Problem to work on — Wherever a line in the data below holds "fence", copy that line.

========================================================================

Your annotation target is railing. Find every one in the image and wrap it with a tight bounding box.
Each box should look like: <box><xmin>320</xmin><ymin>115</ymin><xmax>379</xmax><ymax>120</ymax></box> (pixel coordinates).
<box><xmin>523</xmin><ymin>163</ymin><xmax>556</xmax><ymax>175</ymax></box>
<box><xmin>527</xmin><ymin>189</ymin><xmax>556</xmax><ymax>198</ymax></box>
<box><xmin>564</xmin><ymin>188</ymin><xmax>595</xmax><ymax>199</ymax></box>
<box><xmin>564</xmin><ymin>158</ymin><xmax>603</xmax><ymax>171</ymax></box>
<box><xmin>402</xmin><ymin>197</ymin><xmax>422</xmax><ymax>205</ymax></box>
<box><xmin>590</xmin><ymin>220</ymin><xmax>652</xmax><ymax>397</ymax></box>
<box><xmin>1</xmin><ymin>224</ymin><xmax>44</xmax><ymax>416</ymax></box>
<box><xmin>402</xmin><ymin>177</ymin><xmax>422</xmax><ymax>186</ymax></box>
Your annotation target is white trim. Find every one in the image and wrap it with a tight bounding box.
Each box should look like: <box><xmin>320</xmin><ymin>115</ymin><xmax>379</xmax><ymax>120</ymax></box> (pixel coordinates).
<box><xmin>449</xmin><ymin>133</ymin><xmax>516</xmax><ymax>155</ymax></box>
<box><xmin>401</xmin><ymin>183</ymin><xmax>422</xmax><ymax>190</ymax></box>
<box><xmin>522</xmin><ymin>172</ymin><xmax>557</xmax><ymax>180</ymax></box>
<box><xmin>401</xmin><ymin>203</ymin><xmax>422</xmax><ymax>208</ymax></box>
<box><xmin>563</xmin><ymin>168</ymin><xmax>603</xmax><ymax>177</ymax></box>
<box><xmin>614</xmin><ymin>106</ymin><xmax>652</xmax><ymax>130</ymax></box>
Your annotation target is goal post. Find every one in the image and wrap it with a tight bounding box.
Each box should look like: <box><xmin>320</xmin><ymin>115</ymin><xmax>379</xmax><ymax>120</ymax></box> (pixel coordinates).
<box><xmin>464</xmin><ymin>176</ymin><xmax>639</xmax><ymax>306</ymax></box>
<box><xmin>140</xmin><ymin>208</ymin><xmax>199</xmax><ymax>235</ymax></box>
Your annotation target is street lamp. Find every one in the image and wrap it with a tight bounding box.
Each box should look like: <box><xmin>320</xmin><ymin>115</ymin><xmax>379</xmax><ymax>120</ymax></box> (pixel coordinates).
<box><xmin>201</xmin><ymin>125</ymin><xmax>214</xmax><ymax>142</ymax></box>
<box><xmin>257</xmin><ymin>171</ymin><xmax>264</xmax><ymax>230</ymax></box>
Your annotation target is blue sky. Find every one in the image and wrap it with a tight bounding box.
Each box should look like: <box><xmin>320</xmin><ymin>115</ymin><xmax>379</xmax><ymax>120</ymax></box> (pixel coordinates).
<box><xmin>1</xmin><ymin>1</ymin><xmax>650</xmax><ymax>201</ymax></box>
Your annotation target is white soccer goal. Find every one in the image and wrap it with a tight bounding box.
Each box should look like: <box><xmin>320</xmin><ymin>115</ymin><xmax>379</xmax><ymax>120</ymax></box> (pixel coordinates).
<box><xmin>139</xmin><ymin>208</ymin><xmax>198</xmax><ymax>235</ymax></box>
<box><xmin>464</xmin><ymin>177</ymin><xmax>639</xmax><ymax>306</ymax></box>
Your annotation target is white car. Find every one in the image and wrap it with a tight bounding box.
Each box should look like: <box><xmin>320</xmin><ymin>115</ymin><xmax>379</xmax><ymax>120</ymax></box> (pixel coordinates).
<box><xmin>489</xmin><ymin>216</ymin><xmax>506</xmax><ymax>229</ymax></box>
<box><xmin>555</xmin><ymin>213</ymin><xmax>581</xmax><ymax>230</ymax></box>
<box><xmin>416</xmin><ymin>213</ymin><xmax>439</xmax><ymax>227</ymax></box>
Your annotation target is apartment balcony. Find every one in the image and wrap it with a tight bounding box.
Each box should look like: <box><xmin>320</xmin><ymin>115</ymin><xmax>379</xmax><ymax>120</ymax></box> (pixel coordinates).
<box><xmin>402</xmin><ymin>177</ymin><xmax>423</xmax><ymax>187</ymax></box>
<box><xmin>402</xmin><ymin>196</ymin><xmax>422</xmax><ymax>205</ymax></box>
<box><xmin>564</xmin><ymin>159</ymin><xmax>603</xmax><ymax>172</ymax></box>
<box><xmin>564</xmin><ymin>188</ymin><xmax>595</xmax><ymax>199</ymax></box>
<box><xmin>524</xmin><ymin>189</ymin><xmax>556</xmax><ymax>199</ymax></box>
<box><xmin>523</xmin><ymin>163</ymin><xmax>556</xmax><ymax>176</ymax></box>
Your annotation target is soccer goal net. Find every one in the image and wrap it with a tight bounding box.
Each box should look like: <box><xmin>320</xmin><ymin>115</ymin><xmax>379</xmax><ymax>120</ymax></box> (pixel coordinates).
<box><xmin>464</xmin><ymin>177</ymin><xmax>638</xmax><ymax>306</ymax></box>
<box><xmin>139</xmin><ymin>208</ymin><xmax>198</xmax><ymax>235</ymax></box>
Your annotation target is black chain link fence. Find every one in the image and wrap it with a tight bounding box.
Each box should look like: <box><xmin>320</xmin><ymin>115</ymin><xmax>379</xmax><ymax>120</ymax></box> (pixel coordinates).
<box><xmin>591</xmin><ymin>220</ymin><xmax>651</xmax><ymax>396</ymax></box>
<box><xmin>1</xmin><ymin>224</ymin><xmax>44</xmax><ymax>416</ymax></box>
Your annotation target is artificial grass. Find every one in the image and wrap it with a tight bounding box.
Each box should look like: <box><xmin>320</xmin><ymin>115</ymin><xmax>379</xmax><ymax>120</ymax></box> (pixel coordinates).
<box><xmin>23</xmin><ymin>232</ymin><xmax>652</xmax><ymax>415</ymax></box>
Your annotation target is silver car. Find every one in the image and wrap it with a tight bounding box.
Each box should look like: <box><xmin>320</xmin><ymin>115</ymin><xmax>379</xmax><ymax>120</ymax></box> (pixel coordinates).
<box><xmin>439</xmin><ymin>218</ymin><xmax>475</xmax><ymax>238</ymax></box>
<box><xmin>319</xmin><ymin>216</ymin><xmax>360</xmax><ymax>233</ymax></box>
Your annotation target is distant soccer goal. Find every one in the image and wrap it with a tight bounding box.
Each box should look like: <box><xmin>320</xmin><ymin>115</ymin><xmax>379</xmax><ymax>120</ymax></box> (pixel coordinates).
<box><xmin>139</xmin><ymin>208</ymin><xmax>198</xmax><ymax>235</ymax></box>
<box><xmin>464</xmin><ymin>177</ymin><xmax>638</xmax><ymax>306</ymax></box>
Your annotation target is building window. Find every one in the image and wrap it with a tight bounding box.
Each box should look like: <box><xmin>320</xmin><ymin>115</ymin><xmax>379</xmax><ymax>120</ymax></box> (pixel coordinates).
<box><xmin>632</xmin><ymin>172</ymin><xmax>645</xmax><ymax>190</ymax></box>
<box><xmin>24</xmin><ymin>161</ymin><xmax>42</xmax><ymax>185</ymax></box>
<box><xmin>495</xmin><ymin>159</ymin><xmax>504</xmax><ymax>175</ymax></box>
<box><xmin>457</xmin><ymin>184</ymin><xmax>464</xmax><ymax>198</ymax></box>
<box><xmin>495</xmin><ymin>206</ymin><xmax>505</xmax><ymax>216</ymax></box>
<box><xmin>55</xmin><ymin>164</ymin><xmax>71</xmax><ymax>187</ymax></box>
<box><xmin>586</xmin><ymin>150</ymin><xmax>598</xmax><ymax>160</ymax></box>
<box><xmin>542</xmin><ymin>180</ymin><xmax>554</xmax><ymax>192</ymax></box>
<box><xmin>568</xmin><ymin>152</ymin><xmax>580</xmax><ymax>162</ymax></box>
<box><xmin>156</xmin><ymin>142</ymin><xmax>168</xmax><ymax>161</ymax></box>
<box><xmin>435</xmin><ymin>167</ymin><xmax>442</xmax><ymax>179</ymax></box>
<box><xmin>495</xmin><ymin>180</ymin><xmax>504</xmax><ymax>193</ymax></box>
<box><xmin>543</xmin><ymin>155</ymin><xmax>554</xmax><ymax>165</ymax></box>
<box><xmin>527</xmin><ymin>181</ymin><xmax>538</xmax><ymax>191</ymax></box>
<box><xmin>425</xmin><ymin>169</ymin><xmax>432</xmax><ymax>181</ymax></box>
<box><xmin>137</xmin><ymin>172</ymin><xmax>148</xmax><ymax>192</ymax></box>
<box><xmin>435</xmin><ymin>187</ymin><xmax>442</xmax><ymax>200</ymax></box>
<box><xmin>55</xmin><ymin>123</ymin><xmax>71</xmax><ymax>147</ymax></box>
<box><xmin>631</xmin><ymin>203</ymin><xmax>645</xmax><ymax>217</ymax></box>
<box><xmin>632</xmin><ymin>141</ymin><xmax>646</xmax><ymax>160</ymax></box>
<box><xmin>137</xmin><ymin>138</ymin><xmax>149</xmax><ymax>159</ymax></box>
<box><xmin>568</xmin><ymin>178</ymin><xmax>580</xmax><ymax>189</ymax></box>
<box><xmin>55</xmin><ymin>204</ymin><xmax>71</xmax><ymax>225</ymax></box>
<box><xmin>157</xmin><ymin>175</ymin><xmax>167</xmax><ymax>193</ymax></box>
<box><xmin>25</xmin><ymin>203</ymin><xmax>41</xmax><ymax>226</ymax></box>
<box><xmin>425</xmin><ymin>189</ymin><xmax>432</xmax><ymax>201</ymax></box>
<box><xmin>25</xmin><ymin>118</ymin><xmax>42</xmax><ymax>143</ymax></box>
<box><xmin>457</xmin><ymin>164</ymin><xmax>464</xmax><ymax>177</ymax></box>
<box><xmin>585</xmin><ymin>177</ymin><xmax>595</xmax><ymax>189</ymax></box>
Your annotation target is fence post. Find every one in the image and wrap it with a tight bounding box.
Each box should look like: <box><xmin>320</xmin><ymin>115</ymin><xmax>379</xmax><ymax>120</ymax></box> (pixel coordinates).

========================================================================

Solved exercise —
Your annotation target is black chain link fence. Find every one in the image and wrap it with a tight bounding box.
Your annotation target is fence post. Find every one in the image and wrap it with a tight bounding box.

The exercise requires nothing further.